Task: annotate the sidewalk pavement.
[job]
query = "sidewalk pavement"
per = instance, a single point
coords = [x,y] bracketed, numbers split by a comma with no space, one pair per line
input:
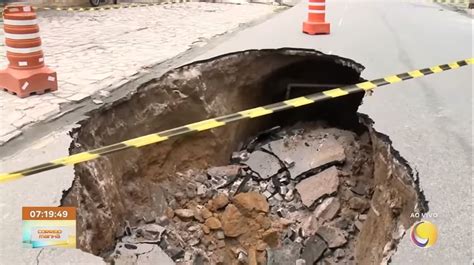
********************
> [What the task asks]:
Repeat the material exactly and drop each image.

> [Response for this exercise]:
Task: annotate the sidewalk pavement.
[job]
query = "sidewalk pavement"
per = instance, a single point
coords = [x,y] bracketed, numbers split by a comma with no space, one pair per line
input:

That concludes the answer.